WHAT THE TASK REQUIRES
Echo each of the records below back line for line, without changing anything.

START MATERIAL FOR THE TASK

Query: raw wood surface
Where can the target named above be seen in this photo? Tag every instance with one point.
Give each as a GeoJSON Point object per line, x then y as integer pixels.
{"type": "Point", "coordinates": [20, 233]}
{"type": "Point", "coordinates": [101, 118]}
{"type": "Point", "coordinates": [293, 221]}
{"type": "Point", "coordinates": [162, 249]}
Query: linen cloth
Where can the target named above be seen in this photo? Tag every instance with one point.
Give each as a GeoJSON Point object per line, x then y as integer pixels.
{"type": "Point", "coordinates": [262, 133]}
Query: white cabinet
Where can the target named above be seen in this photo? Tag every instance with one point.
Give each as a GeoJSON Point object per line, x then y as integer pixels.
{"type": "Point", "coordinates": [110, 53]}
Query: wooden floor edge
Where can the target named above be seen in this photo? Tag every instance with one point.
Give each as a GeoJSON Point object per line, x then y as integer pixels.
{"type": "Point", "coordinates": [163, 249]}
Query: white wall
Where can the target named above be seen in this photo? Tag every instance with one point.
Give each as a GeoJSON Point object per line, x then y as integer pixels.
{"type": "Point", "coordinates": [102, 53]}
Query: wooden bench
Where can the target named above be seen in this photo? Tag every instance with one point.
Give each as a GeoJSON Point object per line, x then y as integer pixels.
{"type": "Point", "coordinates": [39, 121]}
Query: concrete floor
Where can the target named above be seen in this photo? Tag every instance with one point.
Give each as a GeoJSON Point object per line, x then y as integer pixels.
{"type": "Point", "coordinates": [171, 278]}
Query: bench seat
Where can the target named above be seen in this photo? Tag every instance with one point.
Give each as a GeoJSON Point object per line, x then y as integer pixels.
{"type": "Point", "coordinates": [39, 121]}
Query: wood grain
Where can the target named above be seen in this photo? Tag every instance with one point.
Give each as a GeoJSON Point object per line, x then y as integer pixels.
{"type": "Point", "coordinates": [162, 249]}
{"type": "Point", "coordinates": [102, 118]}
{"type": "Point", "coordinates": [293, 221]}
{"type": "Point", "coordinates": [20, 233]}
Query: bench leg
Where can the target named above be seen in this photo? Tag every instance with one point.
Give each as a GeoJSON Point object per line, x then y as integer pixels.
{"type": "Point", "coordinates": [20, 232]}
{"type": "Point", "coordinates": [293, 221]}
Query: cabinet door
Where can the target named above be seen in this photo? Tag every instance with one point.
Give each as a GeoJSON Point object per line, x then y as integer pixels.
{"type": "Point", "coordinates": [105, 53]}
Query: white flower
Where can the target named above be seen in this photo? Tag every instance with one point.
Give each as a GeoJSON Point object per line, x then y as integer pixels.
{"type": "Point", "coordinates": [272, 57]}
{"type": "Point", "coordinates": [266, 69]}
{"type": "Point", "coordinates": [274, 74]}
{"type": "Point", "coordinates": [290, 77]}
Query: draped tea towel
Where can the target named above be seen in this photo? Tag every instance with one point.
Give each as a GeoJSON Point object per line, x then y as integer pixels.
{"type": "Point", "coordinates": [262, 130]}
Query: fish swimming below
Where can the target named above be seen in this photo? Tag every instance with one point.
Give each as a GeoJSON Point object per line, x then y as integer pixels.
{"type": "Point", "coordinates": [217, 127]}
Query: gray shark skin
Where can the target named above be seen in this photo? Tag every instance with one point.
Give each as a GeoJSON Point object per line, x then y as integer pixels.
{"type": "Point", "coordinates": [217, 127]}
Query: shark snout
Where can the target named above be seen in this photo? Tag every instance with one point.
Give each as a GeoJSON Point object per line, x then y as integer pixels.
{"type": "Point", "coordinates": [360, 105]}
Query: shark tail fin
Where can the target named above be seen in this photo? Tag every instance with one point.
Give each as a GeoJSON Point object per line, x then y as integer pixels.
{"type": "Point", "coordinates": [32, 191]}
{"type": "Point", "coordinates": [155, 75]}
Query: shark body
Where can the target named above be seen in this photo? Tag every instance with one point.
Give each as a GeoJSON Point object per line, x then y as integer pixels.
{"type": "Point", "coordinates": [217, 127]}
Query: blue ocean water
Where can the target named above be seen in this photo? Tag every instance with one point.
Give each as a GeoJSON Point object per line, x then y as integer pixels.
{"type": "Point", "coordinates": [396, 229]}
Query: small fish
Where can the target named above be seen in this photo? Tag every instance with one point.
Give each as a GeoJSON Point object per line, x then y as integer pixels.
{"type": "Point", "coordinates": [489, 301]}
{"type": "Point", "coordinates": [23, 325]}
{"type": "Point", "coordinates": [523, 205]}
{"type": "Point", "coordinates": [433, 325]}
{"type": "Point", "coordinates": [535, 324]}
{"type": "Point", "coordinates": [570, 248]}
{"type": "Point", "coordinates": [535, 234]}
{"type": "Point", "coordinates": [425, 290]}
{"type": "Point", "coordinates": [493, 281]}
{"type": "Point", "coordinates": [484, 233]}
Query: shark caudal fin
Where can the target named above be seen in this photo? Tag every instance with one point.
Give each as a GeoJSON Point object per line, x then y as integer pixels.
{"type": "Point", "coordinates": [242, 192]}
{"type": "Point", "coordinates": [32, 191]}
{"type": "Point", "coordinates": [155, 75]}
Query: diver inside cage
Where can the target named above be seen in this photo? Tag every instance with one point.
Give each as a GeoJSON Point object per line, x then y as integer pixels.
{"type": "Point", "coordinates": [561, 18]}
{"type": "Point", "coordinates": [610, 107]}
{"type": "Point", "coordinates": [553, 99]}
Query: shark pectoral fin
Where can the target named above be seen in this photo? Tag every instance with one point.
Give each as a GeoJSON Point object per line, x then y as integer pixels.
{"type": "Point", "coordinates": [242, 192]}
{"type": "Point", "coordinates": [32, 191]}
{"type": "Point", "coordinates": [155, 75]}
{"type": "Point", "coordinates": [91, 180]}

END MATERIAL FOR THE TASK

FINISHED EXERCISE
Query: raw wood surface
Where can the target named above be seen in this photo? Tag every instance with one point.
Give each as a GeoJSON Point object per line, x then y as integer pixels.
{"type": "Point", "coordinates": [20, 233]}
{"type": "Point", "coordinates": [101, 118]}
{"type": "Point", "coordinates": [293, 221]}
{"type": "Point", "coordinates": [162, 249]}
Query: linen cloth
Where can the target named above be seen in this photo? Tag every instance with one point.
Give each as a GeoJSON Point object per line, x then y as integer pixels.
{"type": "Point", "coordinates": [262, 133]}
Query: white cabinet
Where can the target named above be seen in this photo? Tag every instance with one point.
Give each as a GeoJSON Point object per line, x then y as integer pixels.
{"type": "Point", "coordinates": [110, 53]}
Query: wooden floor edge
Where can the target named above be seen in this photo? Tag every instance with one point.
Give each as a GeoJSON Point object per line, x then y as integer pixels.
{"type": "Point", "coordinates": [163, 249]}
Query: white wall
Where can the target named above be seen in this photo? Tag every instance with one point.
Give each as a GeoJSON Point object per line, x then y as integer pixels.
{"type": "Point", "coordinates": [102, 53]}
Query: wooden bench
Where can the target named above be seen in this photo? Tag every instance with one point.
Give each as a GeoJSON Point object per line, x then y as integer pixels.
{"type": "Point", "coordinates": [39, 121]}
Query: concrete floor
Where can the target named above be seen in this photo? Tag every instance with one point.
Give each as a GeoJSON Point object per line, x then y as integer pixels.
{"type": "Point", "coordinates": [171, 278]}
Query: bench seat
Where can the target named above be seen in this photo? Tag every instance with one point.
Give each as a GeoJSON Point object per line, x then y as integer pixels.
{"type": "Point", "coordinates": [39, 121]}
Query: wood grain
Where can the target named above be seen in this photo? Tag every instance with one point.
Give each as a GeoJSON Point object per line, x then y as integer pixels.
{"type": "Point", "coordinates": [162, 249]}
{"type": "Point", "coordinates": [102, 118]}
{"type": "Point", "coordinates": [293, 221]}
{"type": "Point", "coordinates": [20, 233]}
Query: bench leg
Where can the target named above be seen in this photo? Tag every instance with one point.
Give each as a GeoJSON Point object per line, x then y as integer pixels.
{"type": "Point", "coordinates": [20, 232]}
{"type": "Point", "coordinates": [293, 221]}
Query: cabinet door
Where can the target named above be seen in this photo? Tag every instance with one point.
Give each as a GeoJSON Point object per line, x then y as integer pixels.
{"type": "Point", "coordinates": [105, 53]}
Query: white flower
Where can the target named above be seen in this photo? Tag every instance with one point.
Give each as a GeoJSON Point object per line, x then y as integer pixels.
{"type": "Point", "coordinates": [272, 57]}
{"type": "Point", "coordinates": [266, 69]}
{"type": "Point", "coordinates": [274, 74]}
{"type": "Point", "coordinates": [290, 77]}
Query: draped tea towel
Where can the target named above be seen in this photo? Tag every instance with one point.
Give each as a GeoJSON Point object per line, x then y as integer pixels.
{"type": "Point", "coordinates": [262, 130]}
Query: fish swimming below
Where can the target named above be seen in this photo? Tag every instance with one point.
Give each as a GeoJSON Point object per line, x then y as integer pixels.
{"type": "Point", "coordinates": [217, 127]}
Query: gray shark skin
Where can the target named above be seen in this photo? Tag every instance with one point.
Give each as a GeoJSON Point object per line, x then y as integer pixels.
{"type": "Point", "coordinates": [217, 127]}
Query: shark snout
Where can the target named above be seen in this photo? Tag every instance with one point.
Give each as a GeoJSON Point object per line, x then y as integer pixels.
{"type": "Point", "coordinates": [360, 105]}
Query: shark tail fin
Where can the target named above be seen in this photo? Tag every instance with one point.
Give each as a GeoJSON Point object per line, x then y as integer pixels.
{"type": "Point", "coordinates": [32, 191]}
{"type": "Point", "coordinates": [155, 75]}
Query: shark body
Where can the target named above be seen in this photo? Tag every instance with one point.
Give each as a GeoJSON Point object per line, x then y as integer pixels.
{"type": "Point", "coordinates": [217, 127]}
Query: blue ocean water
Where can the target named above be seen in this photo? Tag every instance with one point.
Give each as a GeoJSON Point object per line, x then y as integer pixels.
{"type": "Point", "coordinates": [396, 229]}
Query: small fish
Where can the target named above be seen in this photo? Tag every instance with one point.
Give each as a GeoJSON Point object per line, x then y as integer pixels.
{"type": "Point", "coordinates": [489, 301]}
{"type": "Point", "coordinates": [23, 325]}
{"type": "Point", "coordinates": [523, 205]}
{"type": "Point", "coordinates": [433, 325]}
{"type": "Point", "coordinates": [535, 324]}
{"type": "Point", "coordinates": [570, 248]}
{"type": "Point", "coordinates": [535, 234]}
{"type": "Point", "coordinates": [425, 290]}
{"type": "Point", "coordinates": [493, 281]}
{"type": "Point", "coordinates": [484, 233]}
Query: shark caudal fin
Where can the target named above be seen in this photo? Tag every instance with one point.
Give each as a GeoJSON Point object per line, x then y as integer pixels.
{"type": "Point", "coordinates": [242, 192]}
{"type": "Point", "coordinates": [32, 191]}
{"type": "Point", "coordinates": [155, 75]}
Query: diver inside cage
Where can the target named above be seen in this photo? Tag every instance with one point.
Give each as a GeoJSON Point object per line, x then y as integer pixels.
{"type": "Point", "coordinates": [561, 18]}
{"type": "Point", "coordinates": [610, 107]}
{"type": "Point", "coordinates": [553, 99]}
Query: shark pectoral fin
Where can the target named above be seen in this photo? Tag every instance with one point.
Give each as a GeoJSON Point object per line, x then y as integer pixels.
{"type": "Point", "coordinates": [242, 192]}
{"type": "Point", "coordinates": [32, 191]}
{"type": "Point", "coordinates": [155, 75]}
{"type": "Point", "coordinates": [91, 180]}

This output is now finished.